◆ **Records supplied**:
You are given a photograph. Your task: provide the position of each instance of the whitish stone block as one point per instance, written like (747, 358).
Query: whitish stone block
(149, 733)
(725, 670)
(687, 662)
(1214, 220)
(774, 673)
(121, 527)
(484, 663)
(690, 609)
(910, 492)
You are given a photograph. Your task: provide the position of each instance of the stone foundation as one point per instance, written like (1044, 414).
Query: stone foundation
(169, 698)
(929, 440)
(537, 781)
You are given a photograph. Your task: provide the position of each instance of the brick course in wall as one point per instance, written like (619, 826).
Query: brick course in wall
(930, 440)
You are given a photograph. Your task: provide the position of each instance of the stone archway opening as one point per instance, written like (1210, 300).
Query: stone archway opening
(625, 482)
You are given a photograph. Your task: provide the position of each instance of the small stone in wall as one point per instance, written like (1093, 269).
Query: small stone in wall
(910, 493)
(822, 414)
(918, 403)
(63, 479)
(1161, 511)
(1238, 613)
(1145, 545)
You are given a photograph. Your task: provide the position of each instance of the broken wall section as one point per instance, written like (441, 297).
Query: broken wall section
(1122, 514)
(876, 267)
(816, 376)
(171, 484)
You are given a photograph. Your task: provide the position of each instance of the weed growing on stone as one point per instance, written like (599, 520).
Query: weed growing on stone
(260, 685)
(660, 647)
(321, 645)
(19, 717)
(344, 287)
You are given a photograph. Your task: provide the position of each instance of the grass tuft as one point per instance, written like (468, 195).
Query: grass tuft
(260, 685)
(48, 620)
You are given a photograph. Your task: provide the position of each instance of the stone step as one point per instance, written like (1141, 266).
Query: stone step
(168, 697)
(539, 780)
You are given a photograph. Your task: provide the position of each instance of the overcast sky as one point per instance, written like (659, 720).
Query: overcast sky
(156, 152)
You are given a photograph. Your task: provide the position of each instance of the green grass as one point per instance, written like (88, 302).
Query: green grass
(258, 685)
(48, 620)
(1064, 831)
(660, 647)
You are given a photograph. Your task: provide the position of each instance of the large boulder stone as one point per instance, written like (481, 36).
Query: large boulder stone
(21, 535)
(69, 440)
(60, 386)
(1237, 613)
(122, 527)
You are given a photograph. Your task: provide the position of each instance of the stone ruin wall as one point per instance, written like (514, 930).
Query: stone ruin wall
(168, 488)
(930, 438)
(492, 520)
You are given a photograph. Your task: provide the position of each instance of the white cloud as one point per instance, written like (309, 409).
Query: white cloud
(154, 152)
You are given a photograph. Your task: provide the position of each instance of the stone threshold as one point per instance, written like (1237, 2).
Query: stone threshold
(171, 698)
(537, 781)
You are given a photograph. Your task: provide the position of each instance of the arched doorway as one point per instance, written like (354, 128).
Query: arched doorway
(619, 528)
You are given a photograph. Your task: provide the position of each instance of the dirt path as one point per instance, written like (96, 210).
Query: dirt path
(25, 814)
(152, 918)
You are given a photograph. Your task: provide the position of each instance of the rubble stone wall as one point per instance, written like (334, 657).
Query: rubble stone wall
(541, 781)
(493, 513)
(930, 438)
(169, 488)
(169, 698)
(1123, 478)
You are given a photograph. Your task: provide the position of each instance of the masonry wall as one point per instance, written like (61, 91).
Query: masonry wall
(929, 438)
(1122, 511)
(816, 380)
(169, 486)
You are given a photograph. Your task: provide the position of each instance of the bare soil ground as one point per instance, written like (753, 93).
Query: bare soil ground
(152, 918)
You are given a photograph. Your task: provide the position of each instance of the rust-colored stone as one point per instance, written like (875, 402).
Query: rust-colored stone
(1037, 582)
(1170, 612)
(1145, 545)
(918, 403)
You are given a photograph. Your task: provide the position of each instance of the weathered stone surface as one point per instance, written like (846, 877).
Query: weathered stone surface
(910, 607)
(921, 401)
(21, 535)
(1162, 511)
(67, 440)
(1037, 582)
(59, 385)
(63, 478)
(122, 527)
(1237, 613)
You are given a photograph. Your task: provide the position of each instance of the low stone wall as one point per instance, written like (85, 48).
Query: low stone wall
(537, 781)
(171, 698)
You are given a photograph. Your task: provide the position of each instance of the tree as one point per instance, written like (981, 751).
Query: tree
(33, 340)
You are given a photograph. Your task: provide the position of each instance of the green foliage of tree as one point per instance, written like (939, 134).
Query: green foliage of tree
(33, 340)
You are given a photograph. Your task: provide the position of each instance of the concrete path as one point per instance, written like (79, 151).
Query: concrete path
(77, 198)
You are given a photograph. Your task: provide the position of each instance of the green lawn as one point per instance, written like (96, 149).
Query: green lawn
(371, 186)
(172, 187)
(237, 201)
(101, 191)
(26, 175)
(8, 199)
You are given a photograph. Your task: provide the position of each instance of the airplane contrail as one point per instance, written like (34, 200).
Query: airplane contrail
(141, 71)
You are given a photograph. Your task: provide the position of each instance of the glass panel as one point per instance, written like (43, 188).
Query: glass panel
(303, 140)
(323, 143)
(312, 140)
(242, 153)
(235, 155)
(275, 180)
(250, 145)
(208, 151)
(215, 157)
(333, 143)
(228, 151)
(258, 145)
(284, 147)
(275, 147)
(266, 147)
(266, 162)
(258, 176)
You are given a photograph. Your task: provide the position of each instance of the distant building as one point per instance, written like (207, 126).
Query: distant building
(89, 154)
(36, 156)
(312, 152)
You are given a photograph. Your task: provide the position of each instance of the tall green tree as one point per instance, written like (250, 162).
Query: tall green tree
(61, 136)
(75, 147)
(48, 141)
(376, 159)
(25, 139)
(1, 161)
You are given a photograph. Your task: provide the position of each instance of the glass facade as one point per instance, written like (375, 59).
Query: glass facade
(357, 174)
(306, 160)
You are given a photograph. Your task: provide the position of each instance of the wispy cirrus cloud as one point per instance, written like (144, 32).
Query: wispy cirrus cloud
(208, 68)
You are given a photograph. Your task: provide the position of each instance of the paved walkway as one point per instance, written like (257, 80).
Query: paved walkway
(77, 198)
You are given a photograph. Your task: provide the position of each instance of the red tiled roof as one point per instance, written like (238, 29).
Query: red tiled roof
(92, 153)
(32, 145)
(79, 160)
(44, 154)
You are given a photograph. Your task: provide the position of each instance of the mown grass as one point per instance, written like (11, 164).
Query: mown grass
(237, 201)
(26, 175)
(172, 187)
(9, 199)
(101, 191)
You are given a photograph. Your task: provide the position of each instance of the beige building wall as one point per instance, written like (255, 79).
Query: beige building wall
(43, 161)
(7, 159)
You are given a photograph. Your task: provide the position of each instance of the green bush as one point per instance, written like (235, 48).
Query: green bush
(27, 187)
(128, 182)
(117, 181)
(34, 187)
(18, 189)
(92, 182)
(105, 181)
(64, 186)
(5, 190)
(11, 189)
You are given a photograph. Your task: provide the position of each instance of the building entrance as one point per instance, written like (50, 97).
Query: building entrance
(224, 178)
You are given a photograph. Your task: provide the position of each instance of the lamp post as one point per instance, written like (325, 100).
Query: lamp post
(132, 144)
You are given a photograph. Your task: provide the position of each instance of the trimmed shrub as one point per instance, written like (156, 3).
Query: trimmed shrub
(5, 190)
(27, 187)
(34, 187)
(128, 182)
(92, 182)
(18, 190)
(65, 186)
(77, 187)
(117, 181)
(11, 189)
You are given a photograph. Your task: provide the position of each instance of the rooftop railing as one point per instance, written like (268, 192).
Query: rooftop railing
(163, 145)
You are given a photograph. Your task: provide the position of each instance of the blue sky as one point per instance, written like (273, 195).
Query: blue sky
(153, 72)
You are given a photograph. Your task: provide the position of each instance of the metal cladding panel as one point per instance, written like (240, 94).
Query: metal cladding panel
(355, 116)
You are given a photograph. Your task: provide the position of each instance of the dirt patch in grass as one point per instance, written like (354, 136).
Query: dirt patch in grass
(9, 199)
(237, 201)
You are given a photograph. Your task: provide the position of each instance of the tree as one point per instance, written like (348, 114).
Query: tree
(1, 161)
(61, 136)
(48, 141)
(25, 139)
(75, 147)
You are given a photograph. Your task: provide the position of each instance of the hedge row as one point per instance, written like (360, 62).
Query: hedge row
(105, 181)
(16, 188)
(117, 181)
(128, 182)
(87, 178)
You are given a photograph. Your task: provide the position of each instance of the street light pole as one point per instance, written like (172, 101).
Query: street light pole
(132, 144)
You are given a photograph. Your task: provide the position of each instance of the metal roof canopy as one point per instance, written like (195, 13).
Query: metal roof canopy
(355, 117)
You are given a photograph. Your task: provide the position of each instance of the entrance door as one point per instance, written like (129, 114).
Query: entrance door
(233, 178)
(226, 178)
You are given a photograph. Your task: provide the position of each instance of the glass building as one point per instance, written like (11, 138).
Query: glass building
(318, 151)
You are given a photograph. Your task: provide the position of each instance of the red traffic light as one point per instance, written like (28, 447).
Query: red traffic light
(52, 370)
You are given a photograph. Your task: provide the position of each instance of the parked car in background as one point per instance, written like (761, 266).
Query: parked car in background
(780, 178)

◆ **Task goal**:
Write out exactly the lines from the line holding "like (195, 13)." through the last line of the data, and nothing besides those lines.

◆ **Your solution**:
You are given a photograph. Your task: provide the position of each instance of the metal roof canopy as one point per instance, written like (195, 13).
Query: metal roof canopy
(355, 117)
You are given a photograph. Your task: provide the position of each instance of the entrance door as one point per instance, written like (129, 114).
Query: entrance door
(233, 178)
(226, 178)
You are given a photograph. Your task: provide the position of each instance of the glass building as one point per instance, written like (11, 138).
Query: glass building
(318, 151)
You are given a photograph. Your task: provide the position of each instance of the red traffic light as one point per instance, written like (28, 447).
Query: red traffic light
(52, 370)
You are given a photograph. Your task: provide the position of each instance of the parked car in background as one point per instance, written like (761, 266).
Query: parked car in background
(780, 178)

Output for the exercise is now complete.